» **YOUR GOAL**: Count the lines in the data below that contain the string "worker" and give only that number.
.....
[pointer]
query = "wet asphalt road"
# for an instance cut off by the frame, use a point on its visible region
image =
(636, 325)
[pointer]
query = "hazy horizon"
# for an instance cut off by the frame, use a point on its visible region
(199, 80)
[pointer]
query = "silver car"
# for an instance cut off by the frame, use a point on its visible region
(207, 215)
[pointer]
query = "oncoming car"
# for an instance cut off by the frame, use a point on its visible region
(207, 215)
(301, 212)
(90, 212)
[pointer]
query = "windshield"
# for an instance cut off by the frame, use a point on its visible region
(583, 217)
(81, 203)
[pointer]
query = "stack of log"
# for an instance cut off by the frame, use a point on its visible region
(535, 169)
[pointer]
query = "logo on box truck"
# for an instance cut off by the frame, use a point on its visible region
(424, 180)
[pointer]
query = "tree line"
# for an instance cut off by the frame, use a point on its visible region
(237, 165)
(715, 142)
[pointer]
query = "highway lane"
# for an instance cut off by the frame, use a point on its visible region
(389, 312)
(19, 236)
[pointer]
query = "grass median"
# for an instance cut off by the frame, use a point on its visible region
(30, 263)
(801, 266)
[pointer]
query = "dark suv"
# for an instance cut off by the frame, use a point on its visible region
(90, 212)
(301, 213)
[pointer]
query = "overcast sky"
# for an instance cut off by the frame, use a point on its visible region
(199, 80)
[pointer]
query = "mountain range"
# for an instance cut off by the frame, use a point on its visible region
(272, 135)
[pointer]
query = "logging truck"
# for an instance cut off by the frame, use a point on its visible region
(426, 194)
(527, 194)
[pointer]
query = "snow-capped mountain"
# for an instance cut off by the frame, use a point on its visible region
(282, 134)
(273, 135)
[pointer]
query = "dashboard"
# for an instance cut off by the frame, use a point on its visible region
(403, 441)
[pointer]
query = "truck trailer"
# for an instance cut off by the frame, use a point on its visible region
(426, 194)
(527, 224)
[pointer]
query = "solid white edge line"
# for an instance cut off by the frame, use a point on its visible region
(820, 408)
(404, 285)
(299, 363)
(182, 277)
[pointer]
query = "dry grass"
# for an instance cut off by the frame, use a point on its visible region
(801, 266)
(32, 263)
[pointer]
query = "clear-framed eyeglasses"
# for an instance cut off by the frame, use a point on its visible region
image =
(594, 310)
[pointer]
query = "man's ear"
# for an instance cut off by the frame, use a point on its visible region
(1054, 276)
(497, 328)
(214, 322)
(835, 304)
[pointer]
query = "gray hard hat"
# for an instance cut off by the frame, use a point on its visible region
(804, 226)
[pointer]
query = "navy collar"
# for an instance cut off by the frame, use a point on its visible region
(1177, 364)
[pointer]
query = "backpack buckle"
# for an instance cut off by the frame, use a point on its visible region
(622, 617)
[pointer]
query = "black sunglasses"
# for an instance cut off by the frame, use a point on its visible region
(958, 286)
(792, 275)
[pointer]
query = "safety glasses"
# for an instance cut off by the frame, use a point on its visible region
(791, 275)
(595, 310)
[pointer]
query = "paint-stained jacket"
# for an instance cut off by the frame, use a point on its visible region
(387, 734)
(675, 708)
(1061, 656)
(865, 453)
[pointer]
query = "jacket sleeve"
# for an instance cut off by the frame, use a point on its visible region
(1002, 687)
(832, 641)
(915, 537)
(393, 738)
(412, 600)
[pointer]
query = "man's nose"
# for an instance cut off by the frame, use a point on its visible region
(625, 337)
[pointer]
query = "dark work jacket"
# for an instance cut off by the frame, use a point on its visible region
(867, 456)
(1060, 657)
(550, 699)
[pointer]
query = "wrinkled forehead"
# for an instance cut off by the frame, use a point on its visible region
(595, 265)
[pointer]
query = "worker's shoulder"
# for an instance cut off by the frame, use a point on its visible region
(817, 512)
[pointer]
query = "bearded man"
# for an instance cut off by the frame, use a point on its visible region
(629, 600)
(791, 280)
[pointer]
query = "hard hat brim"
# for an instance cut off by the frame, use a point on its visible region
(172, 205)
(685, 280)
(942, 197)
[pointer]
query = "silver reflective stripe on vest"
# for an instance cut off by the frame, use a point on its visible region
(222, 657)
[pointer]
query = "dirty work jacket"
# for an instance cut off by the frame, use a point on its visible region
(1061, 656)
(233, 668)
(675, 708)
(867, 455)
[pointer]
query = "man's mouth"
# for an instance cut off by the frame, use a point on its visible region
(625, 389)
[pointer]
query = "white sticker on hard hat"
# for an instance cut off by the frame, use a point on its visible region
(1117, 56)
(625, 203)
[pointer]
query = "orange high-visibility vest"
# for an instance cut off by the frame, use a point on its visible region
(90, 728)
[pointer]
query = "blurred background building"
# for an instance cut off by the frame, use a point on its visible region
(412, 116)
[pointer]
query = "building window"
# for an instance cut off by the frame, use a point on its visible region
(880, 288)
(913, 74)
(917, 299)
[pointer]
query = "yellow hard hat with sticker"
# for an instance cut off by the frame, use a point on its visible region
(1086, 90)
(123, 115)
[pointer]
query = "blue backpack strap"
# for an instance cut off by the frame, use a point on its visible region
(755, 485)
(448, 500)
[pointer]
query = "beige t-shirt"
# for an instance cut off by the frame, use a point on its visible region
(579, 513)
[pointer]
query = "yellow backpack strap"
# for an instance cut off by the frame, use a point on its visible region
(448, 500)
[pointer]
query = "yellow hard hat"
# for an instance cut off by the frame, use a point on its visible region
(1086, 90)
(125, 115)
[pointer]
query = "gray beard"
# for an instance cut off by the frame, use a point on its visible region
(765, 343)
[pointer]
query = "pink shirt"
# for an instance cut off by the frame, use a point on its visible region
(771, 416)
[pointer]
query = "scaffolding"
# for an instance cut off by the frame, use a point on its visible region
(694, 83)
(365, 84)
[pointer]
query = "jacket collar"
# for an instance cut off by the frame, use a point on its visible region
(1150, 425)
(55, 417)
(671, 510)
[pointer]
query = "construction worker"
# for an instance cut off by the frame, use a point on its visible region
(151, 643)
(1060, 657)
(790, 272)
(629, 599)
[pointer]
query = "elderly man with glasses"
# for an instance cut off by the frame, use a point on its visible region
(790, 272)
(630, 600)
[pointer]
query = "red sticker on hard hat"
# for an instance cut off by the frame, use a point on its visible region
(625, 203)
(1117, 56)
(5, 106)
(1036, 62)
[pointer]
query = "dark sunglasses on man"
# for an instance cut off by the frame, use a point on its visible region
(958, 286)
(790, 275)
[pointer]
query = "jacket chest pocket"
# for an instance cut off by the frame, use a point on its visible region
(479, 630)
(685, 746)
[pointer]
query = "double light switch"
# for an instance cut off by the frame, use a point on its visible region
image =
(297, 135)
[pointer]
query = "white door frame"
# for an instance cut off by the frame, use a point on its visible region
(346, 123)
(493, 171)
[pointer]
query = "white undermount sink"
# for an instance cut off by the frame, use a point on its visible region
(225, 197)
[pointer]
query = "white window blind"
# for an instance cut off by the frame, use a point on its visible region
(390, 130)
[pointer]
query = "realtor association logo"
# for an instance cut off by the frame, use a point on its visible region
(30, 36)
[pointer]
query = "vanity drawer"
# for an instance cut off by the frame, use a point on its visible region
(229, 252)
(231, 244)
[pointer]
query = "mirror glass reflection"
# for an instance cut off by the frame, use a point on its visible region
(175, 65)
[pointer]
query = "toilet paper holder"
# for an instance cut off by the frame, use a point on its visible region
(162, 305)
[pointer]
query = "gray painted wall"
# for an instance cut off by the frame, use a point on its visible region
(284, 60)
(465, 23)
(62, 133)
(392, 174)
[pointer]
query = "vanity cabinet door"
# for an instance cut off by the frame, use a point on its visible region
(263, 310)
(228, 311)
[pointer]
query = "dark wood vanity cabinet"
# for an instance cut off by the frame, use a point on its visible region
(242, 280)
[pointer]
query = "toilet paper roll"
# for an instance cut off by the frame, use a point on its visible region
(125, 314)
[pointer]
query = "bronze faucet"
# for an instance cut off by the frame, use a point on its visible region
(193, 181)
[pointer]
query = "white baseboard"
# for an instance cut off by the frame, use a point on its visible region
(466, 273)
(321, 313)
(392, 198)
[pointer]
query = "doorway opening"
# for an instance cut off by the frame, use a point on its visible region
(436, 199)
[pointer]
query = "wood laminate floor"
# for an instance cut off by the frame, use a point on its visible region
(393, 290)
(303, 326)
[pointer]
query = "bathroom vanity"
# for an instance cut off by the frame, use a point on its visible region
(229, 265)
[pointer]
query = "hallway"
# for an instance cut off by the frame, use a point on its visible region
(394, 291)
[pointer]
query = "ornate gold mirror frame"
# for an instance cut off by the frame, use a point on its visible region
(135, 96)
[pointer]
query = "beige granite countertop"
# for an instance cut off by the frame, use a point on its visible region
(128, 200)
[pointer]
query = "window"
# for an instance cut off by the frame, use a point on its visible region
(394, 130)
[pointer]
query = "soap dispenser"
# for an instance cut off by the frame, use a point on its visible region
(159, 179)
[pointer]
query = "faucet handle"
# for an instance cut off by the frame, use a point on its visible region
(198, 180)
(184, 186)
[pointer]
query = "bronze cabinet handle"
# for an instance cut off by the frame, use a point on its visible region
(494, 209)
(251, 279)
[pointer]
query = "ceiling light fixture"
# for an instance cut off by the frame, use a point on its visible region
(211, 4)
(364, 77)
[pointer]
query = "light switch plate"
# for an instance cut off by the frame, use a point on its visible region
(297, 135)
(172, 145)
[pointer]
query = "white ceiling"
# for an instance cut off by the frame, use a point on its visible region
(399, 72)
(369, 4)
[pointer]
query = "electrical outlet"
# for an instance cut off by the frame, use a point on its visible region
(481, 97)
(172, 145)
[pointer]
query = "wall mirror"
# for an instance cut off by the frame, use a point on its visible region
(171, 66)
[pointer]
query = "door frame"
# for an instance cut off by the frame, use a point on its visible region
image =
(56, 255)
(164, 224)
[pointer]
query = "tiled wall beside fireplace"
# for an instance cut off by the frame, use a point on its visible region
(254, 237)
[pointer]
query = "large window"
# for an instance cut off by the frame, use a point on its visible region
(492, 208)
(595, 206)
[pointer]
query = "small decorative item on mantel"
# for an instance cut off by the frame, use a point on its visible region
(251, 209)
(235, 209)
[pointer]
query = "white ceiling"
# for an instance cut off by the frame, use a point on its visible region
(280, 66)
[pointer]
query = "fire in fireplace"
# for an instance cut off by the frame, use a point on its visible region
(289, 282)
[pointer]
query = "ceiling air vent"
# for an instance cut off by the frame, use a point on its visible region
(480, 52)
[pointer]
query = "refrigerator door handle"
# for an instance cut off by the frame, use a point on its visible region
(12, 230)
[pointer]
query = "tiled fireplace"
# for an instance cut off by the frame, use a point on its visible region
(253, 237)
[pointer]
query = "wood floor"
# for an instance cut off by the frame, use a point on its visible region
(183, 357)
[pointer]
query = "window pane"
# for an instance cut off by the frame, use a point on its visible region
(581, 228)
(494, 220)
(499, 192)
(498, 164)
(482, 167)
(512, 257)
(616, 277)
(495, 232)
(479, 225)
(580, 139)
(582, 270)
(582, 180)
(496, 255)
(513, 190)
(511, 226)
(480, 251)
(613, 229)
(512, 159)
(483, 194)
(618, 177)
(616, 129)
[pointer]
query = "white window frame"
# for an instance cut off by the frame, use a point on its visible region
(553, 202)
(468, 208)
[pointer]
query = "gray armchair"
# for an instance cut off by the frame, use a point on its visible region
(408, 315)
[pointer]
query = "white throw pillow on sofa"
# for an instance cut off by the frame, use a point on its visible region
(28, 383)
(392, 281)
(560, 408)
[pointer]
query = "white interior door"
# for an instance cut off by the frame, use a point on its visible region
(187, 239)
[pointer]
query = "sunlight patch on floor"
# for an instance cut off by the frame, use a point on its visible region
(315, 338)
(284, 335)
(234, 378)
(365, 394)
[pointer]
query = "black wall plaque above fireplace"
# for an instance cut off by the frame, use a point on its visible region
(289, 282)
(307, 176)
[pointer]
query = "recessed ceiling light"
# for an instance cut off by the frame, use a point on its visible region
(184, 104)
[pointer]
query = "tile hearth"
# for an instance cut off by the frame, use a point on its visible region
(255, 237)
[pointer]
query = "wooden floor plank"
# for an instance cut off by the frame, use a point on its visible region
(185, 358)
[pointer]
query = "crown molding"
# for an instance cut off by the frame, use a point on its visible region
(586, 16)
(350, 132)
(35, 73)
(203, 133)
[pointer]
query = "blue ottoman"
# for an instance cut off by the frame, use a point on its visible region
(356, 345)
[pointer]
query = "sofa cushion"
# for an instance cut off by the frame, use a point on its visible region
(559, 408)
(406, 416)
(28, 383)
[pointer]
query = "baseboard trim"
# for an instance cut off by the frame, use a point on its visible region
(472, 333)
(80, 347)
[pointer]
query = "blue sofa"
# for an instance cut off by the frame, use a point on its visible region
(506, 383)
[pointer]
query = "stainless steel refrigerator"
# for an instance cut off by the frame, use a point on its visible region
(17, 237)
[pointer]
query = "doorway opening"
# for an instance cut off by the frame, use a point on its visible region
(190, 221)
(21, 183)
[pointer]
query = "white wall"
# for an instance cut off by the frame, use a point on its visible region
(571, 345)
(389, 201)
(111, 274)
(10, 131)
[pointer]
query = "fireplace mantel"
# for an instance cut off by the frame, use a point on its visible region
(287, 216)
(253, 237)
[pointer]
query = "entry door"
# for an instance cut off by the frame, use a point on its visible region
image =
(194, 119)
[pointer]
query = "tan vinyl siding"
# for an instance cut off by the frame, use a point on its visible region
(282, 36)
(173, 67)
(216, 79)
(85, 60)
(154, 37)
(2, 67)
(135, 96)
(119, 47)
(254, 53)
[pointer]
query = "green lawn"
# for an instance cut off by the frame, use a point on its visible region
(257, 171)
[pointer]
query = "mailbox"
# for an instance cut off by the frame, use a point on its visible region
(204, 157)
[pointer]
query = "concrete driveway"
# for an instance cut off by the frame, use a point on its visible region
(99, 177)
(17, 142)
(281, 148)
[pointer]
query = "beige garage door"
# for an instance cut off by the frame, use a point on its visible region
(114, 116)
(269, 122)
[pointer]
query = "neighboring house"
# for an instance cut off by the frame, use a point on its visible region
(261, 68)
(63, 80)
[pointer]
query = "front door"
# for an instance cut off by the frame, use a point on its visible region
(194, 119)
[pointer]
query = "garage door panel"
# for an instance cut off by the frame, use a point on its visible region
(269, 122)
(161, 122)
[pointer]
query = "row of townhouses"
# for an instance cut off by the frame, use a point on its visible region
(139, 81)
.....
» **REPLY TO THE EXERCISE**: 2